Das Erdbebenrisiko in der Schweiz ist gering. Wenn es bebt, ist das selbstverschuldet. So wie an dem denkwürdigen Sonntag, 19. März 2023: Die Grossbank Credit Suisse geht unter! Die grössere und noch junge Grossbank UBS übernimmt die 167-jährige, etwas kleinere Credit Suisse. Von ehemals fünf Grossbanken bleibt gerade mal eine übrig. Das Land ist geschockt.
Die als Land der Banken geltende Schweiz steigt aus der Champions League ab. Zurückbleiben, neben UBS, international stark positionierte Privatbanken sowie ein Netz aus soliden Inlandbanken im Retail- und Affluent-Geschäft.

Einträge aus einer Sammlung:

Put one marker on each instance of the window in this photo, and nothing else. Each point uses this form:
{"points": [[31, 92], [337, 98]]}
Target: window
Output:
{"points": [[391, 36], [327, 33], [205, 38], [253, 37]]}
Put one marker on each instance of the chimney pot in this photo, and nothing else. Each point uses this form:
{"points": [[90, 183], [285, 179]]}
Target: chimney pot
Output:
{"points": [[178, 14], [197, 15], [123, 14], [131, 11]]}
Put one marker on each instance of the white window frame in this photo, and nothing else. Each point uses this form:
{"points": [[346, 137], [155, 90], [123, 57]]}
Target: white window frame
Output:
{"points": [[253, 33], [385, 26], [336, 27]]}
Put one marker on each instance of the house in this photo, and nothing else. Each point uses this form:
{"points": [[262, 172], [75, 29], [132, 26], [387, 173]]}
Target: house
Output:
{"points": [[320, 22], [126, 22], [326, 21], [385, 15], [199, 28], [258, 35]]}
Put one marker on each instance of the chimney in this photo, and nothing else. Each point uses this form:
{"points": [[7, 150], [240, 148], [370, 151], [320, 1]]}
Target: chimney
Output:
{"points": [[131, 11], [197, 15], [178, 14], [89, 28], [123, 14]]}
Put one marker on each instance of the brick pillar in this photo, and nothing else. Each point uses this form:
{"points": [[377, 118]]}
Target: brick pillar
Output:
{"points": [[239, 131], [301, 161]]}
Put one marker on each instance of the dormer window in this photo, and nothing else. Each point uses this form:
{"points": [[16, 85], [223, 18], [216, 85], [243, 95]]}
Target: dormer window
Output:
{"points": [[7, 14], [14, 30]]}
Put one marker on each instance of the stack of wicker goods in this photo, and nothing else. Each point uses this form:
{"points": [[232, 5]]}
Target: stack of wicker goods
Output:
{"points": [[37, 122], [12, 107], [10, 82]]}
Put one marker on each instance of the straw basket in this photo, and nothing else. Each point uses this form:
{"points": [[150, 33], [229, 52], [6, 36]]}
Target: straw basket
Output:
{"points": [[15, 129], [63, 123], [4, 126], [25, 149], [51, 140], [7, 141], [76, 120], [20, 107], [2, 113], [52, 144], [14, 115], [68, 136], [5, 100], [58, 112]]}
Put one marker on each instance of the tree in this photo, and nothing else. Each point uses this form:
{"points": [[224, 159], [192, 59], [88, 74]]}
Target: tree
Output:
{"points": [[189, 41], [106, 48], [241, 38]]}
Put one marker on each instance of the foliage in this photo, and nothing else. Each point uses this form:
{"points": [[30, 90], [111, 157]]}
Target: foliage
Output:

Aufgaben:
1 - Beantworten Sie anhand des Textes zum Ende der Credit Suisse:
(a) An welchem Tag ging die Credit Suisse unter?
(b) Wie viele Grossbanken gab es in der Schweiz ehemals?
(c) Was bleibt neben der UBS zurück?
2 - Schreiben Sie aus dem Text zum Ende der Credit Suisse die Stelle ab, die bei „Die als Land“ beginnt und bei „Retail- und Affluent-Geschäft.“ endet.
3 - Führen Sie den Text zum Ende der Credit Suisse im Anschluss an seinen letzten Satz fort.

Antworten:
1 -
(a) Am Sonntag, 19. März 2023.
(b) Fünf.
(c) International stark positionierte Privatbanken sowie ein Netz aus soliden Inlandbanken im Retail- und Affluent-Geschäft.

2 -
Die als Land der Banken geltende Schweiz steigt aus der Champions League ab. Zurückbleiben, neben UBS, international stark positionierte Privatbanken sowie ein Netz aus soliden Inlandbanken im Retail- und Affluent-Geschäft.

3 -
Die Behörden sichern dem neuen Riesen jegliche Unterstützung zu. Die übernehmende UBS wird nicht verstaatlicht, geht aber bis auf weiteres am Stock des Staates. Garantien für Credit Suisse und UBS von insgesamt 259 Milliarden Schweizer Franken werden ausgesprochen, 16 Milliarden Franken Anleihen werden vernichtet. Massnahmen ohne irgendwelche Gegenleistungen werden verfügt. Der Sonntag des Grauens lässt alle ratlos zurück.
Auch das Ausland verfolgte erstaunt das Beben in der Schweiz. Politik und Medien schrieben sich die Finger wund, redeten sich den Mund fusselig. Wie konnte das geschehen?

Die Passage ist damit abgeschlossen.